◆ **Data supplied**:
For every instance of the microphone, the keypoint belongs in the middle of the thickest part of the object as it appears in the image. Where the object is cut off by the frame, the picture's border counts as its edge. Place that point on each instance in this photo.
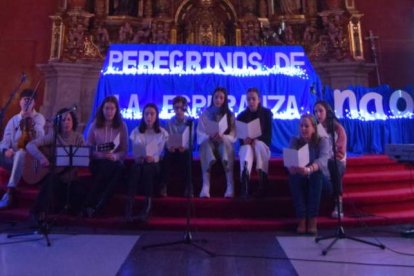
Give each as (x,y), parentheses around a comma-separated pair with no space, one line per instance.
(23,77)
(71,109)
(312,88)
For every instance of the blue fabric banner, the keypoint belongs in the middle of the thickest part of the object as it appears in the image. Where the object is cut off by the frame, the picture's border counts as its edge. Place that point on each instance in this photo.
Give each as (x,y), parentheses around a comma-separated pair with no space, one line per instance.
(138,74)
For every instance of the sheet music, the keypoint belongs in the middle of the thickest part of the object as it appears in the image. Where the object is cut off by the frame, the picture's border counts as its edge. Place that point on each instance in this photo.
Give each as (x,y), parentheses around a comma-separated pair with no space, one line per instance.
(212,127)
(296,158)
(116,142)
(76,156)
(177,140)
(321,131)
(250,130)
(150,149)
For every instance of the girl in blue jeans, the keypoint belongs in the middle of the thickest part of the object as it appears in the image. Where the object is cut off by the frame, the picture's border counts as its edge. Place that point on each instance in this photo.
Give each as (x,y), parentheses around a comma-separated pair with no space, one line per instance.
(306,182)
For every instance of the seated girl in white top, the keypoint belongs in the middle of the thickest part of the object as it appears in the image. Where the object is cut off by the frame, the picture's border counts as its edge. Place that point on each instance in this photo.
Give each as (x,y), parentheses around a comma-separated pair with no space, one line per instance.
(217,144)
(148,141)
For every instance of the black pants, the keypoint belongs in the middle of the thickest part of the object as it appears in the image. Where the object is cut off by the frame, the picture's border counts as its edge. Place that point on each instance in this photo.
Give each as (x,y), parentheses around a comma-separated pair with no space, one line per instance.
(336,171)
(146,174)
(106,175)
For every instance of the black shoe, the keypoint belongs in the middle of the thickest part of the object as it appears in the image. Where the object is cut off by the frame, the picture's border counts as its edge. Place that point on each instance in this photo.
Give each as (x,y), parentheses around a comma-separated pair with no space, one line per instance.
(244,189)
(146,211)
(89,212)
(262,184)
(7,200)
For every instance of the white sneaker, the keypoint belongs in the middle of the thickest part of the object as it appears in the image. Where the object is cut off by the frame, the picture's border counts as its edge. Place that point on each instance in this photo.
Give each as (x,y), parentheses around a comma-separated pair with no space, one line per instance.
(5,201)
(335,213)
(205,192)
(229,192)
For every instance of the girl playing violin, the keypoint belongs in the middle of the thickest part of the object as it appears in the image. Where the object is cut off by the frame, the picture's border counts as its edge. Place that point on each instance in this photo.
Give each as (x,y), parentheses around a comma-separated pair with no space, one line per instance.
(11,156)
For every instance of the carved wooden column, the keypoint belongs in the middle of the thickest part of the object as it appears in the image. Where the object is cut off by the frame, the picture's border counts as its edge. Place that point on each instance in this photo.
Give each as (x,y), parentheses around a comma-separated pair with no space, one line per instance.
(67,84)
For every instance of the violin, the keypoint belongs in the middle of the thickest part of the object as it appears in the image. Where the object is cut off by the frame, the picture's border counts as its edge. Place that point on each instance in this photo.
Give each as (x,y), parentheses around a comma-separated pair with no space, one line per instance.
(26,126)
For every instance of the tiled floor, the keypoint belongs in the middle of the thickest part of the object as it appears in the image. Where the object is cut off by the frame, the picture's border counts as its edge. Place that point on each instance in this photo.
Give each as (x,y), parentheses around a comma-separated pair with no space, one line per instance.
(97,252)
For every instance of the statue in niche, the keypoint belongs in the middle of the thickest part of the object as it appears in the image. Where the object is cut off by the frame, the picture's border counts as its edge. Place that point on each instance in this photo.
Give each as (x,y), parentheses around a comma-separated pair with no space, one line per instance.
(206,34)
(123,7)
(75,40)
(161,32)
(335,30)
(262,9)
(289,7)
(251,33)
(90,50)
(249,7)
(288,36)
(102,38)
(142,35)
(126,34)
(310,34)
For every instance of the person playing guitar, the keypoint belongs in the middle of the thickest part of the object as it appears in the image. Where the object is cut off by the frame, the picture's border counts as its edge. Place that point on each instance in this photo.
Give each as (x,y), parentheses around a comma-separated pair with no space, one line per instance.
(106,166)
(20,129)
(55,182)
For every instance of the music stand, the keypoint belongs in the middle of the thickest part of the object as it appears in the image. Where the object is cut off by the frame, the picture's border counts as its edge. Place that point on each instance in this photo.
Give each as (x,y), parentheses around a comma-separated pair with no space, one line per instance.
(64,156)
(335,179)
(188,239)
(69,157)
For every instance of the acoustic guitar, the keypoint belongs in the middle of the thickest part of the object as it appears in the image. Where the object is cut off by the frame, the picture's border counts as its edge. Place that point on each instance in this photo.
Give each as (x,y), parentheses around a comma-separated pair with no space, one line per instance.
(33,172)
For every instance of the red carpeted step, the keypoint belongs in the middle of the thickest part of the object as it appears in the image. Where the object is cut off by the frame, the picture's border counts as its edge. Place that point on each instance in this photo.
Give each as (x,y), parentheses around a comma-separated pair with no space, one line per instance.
(378,190)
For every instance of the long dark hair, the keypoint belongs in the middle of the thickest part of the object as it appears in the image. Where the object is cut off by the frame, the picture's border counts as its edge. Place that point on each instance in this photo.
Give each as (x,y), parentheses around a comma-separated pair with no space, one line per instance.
(60,118)
(224,109)
(330,114)
(100,118)
(255,90)
(143,126)
(315,137)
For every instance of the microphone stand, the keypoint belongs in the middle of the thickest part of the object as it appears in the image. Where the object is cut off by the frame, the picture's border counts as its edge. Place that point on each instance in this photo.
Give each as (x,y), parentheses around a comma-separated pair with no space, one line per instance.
(44,226)
(335,179)
(188,239)
(7,104)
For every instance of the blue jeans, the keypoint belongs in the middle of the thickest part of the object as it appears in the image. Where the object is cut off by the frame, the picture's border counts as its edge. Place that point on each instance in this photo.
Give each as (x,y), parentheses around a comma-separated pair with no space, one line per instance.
(306,193)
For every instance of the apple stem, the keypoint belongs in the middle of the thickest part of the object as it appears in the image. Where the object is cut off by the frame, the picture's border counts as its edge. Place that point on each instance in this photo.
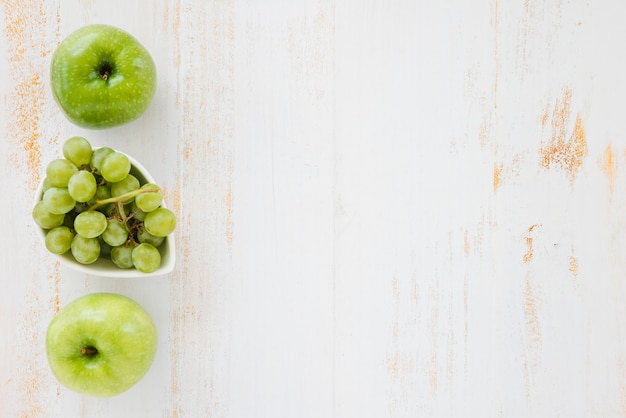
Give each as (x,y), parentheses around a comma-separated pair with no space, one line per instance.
(89,351)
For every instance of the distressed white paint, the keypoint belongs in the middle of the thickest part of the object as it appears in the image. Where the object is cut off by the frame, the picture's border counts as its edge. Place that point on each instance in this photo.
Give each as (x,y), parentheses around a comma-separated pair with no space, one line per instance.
(376,218)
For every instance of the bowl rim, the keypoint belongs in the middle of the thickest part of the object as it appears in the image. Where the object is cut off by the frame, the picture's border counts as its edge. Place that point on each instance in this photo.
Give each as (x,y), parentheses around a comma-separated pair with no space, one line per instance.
(101,267)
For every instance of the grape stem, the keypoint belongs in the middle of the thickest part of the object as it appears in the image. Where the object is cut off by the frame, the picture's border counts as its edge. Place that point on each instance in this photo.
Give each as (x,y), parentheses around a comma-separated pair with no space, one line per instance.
(123,197)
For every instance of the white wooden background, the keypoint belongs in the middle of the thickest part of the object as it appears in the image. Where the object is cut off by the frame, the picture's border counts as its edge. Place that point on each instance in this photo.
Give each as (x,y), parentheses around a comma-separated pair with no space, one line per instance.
(387,208)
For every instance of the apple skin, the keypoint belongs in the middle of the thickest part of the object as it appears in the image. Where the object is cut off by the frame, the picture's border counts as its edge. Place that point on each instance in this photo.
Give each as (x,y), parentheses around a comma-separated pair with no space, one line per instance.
(89,98)
(121,332)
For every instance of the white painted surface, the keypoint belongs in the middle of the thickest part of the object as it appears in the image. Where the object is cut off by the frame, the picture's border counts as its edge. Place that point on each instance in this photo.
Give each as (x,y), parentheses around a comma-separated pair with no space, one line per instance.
(386,208)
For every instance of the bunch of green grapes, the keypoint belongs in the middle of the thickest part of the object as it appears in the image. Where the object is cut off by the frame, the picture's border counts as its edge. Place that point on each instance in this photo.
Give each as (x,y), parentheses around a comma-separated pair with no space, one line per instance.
(92,206)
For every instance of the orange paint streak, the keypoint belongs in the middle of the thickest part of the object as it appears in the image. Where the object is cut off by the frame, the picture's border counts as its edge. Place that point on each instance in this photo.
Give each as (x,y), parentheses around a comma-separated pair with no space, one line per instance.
(528,255)
(27,98)
(608,164)
(497,175)
(564,151)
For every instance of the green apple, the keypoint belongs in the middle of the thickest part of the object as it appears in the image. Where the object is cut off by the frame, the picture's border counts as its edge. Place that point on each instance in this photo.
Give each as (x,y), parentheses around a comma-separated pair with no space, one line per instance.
(101,77)
(101,344)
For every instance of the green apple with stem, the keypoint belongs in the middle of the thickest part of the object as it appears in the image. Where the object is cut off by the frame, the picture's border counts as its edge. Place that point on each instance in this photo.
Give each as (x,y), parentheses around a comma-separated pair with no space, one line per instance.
(102,77)
(101,344)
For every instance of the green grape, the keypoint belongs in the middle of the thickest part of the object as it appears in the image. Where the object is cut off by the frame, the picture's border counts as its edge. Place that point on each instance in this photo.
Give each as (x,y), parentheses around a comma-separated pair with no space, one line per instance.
(58,200)
(137,213)
(122,256)
(145,236)
(77,150)
(105,249)
(90,224)
(44,218)
(115,167)
(59,171)
(59,240)
(146,258)
(46,184)
(149,201)
(126,185)
(103,192)
(160,222)
(97,158)
(82,186)
(115,234)
(85,250)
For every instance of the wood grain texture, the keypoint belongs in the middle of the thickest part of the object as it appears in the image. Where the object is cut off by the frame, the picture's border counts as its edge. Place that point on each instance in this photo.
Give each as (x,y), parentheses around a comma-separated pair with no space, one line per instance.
(386,209)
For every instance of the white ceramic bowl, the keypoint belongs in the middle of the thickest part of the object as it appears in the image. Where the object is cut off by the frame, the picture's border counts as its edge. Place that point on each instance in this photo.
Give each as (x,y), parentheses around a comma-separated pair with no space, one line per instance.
(104,267)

◆ **The request**: Reproduce everything from the line containing "For every instance of the white ceramic" down to the end of the listing, word for word.

◆ **Task result**:
For every instance of the white ceramic bowl, the keypoint belongs in the middle of the thickest part of the object as it appears in the image. Where the object is cut off by the frame, the picture's border counts as its edge. Place that point on each instance in this photo.
Give each as (x,y), parentheses around a comma-separated pair with no space, one line per instance.
(104,267)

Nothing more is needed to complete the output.